(Extracted data entries)

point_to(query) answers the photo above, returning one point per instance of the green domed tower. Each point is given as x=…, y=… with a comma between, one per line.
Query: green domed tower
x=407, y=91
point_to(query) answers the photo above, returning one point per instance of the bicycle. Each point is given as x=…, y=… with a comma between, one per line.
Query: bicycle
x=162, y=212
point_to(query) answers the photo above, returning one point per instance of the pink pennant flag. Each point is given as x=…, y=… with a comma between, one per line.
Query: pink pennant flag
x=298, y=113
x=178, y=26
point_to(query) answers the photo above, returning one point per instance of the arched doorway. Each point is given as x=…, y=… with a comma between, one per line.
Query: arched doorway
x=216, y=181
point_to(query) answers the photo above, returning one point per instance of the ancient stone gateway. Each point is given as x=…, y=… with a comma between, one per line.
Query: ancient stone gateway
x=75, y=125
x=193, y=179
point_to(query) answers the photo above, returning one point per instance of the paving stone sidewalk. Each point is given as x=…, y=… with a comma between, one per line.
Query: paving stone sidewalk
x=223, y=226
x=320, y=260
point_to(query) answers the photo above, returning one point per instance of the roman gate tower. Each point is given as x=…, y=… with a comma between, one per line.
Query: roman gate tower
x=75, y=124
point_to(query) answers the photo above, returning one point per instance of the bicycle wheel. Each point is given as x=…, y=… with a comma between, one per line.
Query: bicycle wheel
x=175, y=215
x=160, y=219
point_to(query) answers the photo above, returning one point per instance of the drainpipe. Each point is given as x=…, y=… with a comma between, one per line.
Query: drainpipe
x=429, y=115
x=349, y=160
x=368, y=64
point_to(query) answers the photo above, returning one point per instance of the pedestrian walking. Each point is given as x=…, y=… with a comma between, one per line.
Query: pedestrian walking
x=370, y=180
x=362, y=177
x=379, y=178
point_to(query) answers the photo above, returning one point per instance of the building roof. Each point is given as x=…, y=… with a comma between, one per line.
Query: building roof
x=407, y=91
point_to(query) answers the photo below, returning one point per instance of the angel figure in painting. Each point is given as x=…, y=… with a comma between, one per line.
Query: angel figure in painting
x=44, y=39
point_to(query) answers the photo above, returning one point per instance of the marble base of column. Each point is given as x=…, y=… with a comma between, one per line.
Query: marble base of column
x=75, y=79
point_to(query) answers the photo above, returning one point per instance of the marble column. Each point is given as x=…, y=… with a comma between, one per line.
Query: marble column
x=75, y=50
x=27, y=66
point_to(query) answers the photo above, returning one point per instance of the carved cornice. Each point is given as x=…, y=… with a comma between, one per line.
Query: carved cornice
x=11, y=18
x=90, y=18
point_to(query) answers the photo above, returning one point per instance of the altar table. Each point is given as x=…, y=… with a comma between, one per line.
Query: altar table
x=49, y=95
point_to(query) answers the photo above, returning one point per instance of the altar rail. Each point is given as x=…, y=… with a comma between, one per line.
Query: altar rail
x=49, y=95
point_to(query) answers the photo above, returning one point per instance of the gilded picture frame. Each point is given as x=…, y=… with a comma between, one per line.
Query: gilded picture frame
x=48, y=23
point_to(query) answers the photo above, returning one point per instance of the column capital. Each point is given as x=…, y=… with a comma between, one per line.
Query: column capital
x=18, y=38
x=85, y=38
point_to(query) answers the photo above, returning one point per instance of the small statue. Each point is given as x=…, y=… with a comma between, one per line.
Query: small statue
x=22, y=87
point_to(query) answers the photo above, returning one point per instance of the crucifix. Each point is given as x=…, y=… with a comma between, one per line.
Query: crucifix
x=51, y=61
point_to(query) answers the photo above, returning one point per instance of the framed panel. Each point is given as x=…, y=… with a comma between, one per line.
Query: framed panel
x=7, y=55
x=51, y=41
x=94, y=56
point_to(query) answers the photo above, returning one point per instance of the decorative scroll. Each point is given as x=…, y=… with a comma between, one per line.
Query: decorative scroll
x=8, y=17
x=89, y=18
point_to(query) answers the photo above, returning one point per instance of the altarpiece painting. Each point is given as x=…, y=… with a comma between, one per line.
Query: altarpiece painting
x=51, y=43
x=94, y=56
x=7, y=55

◆ **THE TASK**:
All of the data must be written out again, exactly as it stands.

◆ **WORKED SOLUTION**:
point_to(query) answers the photo above, returning one point per instance of the green domed tower. Each point is given as x=…, y=… with a comma between, one per line.
Query: green domed tower
x=407, y=91
point_to(query) answers the photo above, returning one point per instance of the bicycle. Each point is given as x=…, y=… with a comma between, one per line.
Query: bicycle
x=162, y=212
point_to(query) answers the photo above, returning one point per instance of the pink pennant flag. Each point is given as x=…, y=… with a comma between, one per line.
Query: pink pennant flag
x=298, y=113
x=178, y=26
point_to(query) answers the photo above, returning one point per instance of the arched doorway. Each point is given as x=…, y=… with a comma between, one per line.
Query: arched doorway
x=216, y=181
point_to(query) answers the photo above, returning one point per instance of the ancient stone gateway. Each point is given as x=…, y=… with a comma between, one per line.
Query: ancient stone gateway
x=75, y=125
x=193, y=179
point_to(query) answers the photo above, returning one point per instance of the paving stone sidewalk. Each point is given as x=…, y=… with a comma between, one per line.
Query: paving stone sidewalk
x=223, y=226
x=320, y=260
point_to(query) answers the photo above, returning one point per instance of the roman gate tower. Each point is given as x=…, y=… with a comma between, one per line.
Query: roman gate tower
x=75, y=124
point_to(query) answers the photo above, returning one point per instance of the bicycle wheel. Each point is given as x=…, y=… with a comma between, one per line.
Query: bicycle wheel
x=175, y=215
x=160, y=219
point_to(query) answers the photo above, returning one point per instance of the drainpipe. Each point is given as x=…, y=… with a comma between, one per line.
Query: drainpipe
x=429, y=115
x=349, y=160
x=368, y=64
point_to(query) answers the photo above, returning one point per instance of the pedestrian walking. Each point is given as x=…, y=… with a comma between, one per line.
Query: pedestrian walking
x=370, y=180
x=362, y=177
x=379, y=178
point_to(query) answers the photo above, returning one point per instance of the building roof. Each point is given as x=…, y=… with a comma between, one per line.
Query: building roof
x=407, y=91
point_to(query) answers the photo below, returning one point per instance of the angel figure in painting. Each point is given as x=…, y=… with a comma between, one per line.
Query: angel figure in painting
x=44, y=39
point_to(query) answers the photo above, returning one point per instance of the marble base of column. Each point is given as x=…, y=… with a comma between, one per line.
Query: marble base of column
x=75, y=79
point_to(query) answers the photo above, returning one point per instance of the marble column. Each point is given as x=…, y=… with a comma between, one per line.
Query: marble column
x=75, y=50
x=27, y=66
point_to(query) answers the photo above, returning one point per instance of the carved cornice. Each point is given as x=…, y=… with a comma between, one per line.
Query: carved cornice
x=11, y=18
x=90, y=18
point_to(query) answers the photo above, returning one point per instance of the altar table. Each point is given as x=…, y=… with a comma between, one per line.
Query: altar table
x=49, y=95
point_to(query) answers the photo above, returning one point per instance of the altar rail. Each point is given as x=…, y=… with a comma between, one per line.
Query: altar rail
x=49, y=95
point_to(query) answers the photo above, returning one point per instance of the gilded picture frame. Each point is given as x=…, y=… with a comma between, one per line.
Query: gilded picture frame
x=48, y=23
point_to(query) answers the photo above, returning one point per instance of the column capital. Each point is given as x=…, y=… with a comma between, one per line.
Query: column capital
x=18, y=38
x=85, y=38
point_to(query) answers the photo above, returning one point per instance of the small statue. Each point is given as x=…, y=… with a comma between, one per line.
Query: small statue
x=22, y=87
point_to(query) answers the photo above, returning one point per instance of the crucifix. Each point is given as x=…, y=… with a comma between, one per line.
Query: crucifix
x=51, y=61
point_to(query) answers the photo above, returning one point per instance of the framed panel. Each point is given as x=…, y=… with a comma between, one per line.
Query: framed panel
x=7, y=55
x=51, y=41
x=94, y=56
point_to(query) answers the photo above, returning one point per instance of the decorative scroll. Each point is given as x=…, y=… with a comma between, one per line.
Query: decorative scroll
x=8, y=17
x=89, y=18
point_to(query) answers the photo above, returning one point per instance of the altarpiece painting. Each point is given as x=…, y=… with a comma between, one per line.
Query: altarpiece painting
x=51, y=43
x=94, y=56
x=7, y=55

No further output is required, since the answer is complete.